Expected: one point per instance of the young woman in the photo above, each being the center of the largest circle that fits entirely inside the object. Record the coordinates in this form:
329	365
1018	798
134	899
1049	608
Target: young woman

※ ※ ※

EXERCISE:
In the material above, find every line with the word "young" and show it.

EXERCISE ANSWER:
Expected: one point per instance of the young woman in the photo above, each being the center of the largest circle that fits entirely inside the object. Record the coordinates in this form:
Target: young woman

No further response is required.